====== Record extracts

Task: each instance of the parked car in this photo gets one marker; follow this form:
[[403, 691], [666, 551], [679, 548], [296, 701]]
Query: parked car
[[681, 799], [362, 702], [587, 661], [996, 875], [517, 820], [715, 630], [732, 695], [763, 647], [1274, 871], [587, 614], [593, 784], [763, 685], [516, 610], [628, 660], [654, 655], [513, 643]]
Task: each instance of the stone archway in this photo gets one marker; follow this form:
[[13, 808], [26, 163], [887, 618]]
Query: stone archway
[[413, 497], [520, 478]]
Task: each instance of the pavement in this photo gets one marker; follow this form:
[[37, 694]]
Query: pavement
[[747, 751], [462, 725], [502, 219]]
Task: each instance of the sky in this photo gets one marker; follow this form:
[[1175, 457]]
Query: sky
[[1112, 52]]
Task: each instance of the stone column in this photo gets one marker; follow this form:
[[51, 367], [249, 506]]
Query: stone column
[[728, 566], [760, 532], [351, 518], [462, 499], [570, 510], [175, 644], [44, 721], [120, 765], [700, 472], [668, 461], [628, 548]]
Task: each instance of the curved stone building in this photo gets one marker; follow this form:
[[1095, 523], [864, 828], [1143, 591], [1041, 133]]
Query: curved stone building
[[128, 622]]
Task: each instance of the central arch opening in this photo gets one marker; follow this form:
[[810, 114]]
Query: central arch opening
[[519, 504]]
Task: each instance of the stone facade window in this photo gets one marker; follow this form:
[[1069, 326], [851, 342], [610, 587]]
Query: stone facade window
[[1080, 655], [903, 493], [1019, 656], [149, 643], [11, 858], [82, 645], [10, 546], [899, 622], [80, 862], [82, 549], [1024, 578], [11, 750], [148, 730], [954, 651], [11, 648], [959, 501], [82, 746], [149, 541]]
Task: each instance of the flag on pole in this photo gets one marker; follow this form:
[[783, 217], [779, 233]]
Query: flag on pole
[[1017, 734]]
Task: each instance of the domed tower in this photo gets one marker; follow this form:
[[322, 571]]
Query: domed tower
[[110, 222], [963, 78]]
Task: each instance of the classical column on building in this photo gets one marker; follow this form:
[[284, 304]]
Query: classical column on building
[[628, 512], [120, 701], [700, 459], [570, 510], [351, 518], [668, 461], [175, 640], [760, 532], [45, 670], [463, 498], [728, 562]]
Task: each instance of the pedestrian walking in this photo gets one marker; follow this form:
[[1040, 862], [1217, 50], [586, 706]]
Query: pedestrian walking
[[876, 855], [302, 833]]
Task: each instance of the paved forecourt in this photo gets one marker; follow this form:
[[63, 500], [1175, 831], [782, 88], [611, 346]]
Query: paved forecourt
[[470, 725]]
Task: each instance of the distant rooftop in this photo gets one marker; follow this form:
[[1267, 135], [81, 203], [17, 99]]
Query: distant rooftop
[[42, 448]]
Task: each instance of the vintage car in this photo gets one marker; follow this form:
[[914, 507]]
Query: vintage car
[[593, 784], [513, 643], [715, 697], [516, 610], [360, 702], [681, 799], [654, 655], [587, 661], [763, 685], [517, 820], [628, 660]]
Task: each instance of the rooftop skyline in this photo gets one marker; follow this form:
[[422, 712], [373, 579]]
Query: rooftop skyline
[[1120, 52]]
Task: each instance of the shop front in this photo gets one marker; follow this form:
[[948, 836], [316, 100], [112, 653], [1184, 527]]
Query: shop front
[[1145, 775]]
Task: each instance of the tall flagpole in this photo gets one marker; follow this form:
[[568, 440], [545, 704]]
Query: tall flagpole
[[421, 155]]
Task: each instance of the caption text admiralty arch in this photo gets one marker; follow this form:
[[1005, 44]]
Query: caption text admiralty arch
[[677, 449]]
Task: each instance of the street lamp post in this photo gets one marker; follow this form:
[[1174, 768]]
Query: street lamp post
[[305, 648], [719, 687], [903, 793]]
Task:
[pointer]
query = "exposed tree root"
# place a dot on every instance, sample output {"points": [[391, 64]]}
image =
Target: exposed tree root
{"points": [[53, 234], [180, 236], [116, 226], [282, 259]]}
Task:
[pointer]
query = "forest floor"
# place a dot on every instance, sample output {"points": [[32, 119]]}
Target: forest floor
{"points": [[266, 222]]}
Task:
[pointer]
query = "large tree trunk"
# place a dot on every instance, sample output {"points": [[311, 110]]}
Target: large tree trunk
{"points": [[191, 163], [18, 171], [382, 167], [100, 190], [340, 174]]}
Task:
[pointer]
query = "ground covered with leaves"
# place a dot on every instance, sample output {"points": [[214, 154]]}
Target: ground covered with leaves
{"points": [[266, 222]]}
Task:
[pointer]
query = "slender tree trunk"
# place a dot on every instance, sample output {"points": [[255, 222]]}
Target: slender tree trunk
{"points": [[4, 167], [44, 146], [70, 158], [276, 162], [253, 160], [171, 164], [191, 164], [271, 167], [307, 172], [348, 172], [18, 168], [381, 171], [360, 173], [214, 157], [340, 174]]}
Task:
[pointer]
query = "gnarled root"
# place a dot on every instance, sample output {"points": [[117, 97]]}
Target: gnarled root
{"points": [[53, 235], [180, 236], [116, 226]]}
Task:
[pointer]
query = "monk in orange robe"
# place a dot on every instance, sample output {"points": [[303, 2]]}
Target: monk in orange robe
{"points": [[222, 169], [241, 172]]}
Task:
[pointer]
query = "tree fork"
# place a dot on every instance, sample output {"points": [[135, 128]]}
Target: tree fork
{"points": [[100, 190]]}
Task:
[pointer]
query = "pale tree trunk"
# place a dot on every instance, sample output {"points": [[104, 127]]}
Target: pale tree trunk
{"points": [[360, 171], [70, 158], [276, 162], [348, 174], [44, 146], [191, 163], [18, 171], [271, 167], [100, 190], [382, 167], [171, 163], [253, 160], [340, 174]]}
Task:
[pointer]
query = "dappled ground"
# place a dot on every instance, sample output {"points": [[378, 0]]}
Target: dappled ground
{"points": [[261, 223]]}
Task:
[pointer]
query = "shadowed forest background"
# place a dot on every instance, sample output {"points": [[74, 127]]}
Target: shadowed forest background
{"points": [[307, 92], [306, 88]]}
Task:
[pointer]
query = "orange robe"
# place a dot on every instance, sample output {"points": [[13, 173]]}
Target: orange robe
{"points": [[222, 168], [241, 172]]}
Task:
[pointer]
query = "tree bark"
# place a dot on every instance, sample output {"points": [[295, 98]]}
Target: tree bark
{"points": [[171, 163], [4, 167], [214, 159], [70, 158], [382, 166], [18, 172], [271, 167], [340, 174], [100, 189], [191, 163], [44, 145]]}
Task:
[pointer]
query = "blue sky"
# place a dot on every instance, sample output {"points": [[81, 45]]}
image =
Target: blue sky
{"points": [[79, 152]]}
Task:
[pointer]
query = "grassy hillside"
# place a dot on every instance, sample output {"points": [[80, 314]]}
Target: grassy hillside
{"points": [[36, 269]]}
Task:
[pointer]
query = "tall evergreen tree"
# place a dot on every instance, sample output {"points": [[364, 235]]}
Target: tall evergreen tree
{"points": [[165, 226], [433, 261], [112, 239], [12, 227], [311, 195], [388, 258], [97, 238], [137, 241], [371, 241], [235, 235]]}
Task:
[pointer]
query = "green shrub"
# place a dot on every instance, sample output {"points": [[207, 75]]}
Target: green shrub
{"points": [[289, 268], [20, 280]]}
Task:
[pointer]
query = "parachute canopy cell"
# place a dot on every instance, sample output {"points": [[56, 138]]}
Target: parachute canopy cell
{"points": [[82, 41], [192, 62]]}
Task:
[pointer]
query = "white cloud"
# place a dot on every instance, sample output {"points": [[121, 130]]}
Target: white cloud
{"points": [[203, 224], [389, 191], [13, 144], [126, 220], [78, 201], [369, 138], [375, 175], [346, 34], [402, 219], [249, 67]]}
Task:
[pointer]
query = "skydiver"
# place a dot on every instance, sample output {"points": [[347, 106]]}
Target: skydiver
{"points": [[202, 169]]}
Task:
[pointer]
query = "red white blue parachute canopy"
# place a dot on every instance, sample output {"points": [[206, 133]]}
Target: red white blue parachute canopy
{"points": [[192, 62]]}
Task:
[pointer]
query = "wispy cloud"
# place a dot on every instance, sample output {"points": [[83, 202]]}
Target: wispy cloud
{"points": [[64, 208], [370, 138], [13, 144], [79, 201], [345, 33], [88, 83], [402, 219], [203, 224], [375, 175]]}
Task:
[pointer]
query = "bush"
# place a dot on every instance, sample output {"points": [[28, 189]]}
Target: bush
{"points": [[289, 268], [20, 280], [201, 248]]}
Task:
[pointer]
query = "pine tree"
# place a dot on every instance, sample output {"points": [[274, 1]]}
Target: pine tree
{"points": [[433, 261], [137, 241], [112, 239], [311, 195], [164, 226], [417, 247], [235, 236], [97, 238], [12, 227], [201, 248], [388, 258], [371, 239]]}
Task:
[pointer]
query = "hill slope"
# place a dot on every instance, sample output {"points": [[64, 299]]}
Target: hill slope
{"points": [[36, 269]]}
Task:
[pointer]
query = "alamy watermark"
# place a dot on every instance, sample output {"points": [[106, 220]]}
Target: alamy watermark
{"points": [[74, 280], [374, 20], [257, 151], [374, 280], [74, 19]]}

============

Exercise brief: Give an exact reproduction of the lines from the one with "Target: wispy cloud" to the final line of the entries, including both.

Answer area:
Target: wispy cloud
{"points": [[64, 208], [370, 138], [13, 144], [79, 201], [345, 33], [88, 83], [402, 219], [203, 224], [375, 175]]}
Task:
[pointer]
query = "bush"
# place a dot on every instance, sample output {"points": [[28, 189]]}
Target: bush
{"points": [[289, 268], [20, 280], [201, 248]]}
Task:
[pointer]
query = "pine tree"
# place a dot on every instance, sample output {"points": [[274, 1]]}
Target: pine tree
{"points": [[433, 261], [137, 241], [112, 239], [311, 195], [164, 226], [417, 247], [235, 236], [97, 238], [12, 227], [201, 248], [388, 258], [371, 239]]}
Task:
[pointer]
query = "hill slope"
# place a dot on every instance, sample output {"points": [[64, 299]]}
Target: hill slope
{"points": [[36, 269]]}
Task:
[pointer]
query = "alamy watermark"
# place a dot on every instance, sample output {"points": [[106, 220]]}
Target: alamy watermark
{"points": [[74, 280], [374, 20], [257, 151], [374, 280], [74, 19]]}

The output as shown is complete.